_DIRECTIVE_
Carry the report summary on bank lending and biodiversity risk further, picking up after its last key finding.

_PAGE EXTRACT_

:::

Whilst banks may contribute positively to climate change, as they begin to finance more sustainable endeavours such as low-carbon projects, this paper employs a quantitative approach to determine the extent of their ethical investing policies. The report analyses the loans and underwritings provided by the world’s 50 largest banks in 2019 to provide greater clarity on their most damaging investments, inadequate regulation, and poor awareness of biodiversity issues.
The quantitative analysis uses Thomson’s Reuter’s Business Classification (TRBC), which includes the economic sector, business sector and industry group, to establish a link between finance and biodiversity risk.
There are a series of key findings and recommendations that can be derived from this report. The general observations are listed below, whilst recommendations can be found in ‘Key Insights’.
Key findings:
- Size of banks is not a determinant of their contribution to pollution.
- Each of the 50 banks in the research were linked to finance with biodiversity risk, at an average of USD 52 billion per bank.
- The analysis indicates that banks have a lack of knowledge and understanding to reduce the impact their lending portfolios have on biodiversity risk
- Although all banks performed poorly, North American banks were particularly careless in their consideration of biodiversity risk.
- All of the banks assessed failed to demonstrate sufficient systems that measure the impact on biodiversity of their lending decisions.

:::

_GIVEN MATERIAL_
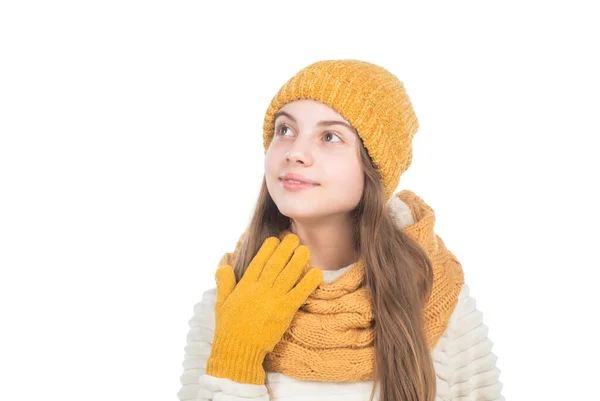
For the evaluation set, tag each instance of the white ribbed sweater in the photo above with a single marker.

:::

_FINAL ANSWER_
- The banks failed to report biodiversity risk adequately, focusing far more on broader environmental risk.
- Regarding customers, none of the banks provided an option for the customers to choose how their money is being invested, failing to disclose high risk loans and stress-testing of balance sheets.
- Although 70% of banks adopted the Equator Principles (a framework designed to monitor environmental and social risk), they demonstrated no public support for biodiversity initiatives such as the Aichi Biodiversity Targets.
Sector specific findings:
The study explores the link between finance and biodiversity risk by identifying primary sectors of issue.
- Food System (Fisheries and Aquaculture): The analysed banks issued more than USD 380 billion of finance to the food sector (including fisheries), a sector broadly recognised as a primary driver of biodiversity loss.
- Agriculture: Bank loans have been found to drive deforestation through forestry companies, and financing industries along the supply chain.
- Mining: 49 (of the 50) banks assessed are at risk of financing biodiversity through the wider mining sector.
- Fossil Fuels: Banks were linked to 57% of all loans in the fossil fuel sector.
- Infrastructure: USD 800 billion in loans to this sector, linked to direct and indirect biodiversity loss.
- Tourism: Potential link between bank loans and biodiversity unclear.
- Movements of Goods and People: The banks account for 58 percent of all loans in this sector, driving biodiversity loss through oil, distribution and gas transportation services.
KEY INSIGHTS
- It is essential that banks disclose relevant information surrounding their exposure to high risk biodiversity investments. Further, banks should measure and continue to disclose the positive impact they have made in achieving societal and global environmental goals.
- Banks must act to drastically reduce their impact on nature by denying loans to new deforestation, overfishing and fossil fuel ventures.
- Government bodies need to regulate and create new policy surrounding bank loans - stop protecting banks from funding harmful initiatives and hold them accountable.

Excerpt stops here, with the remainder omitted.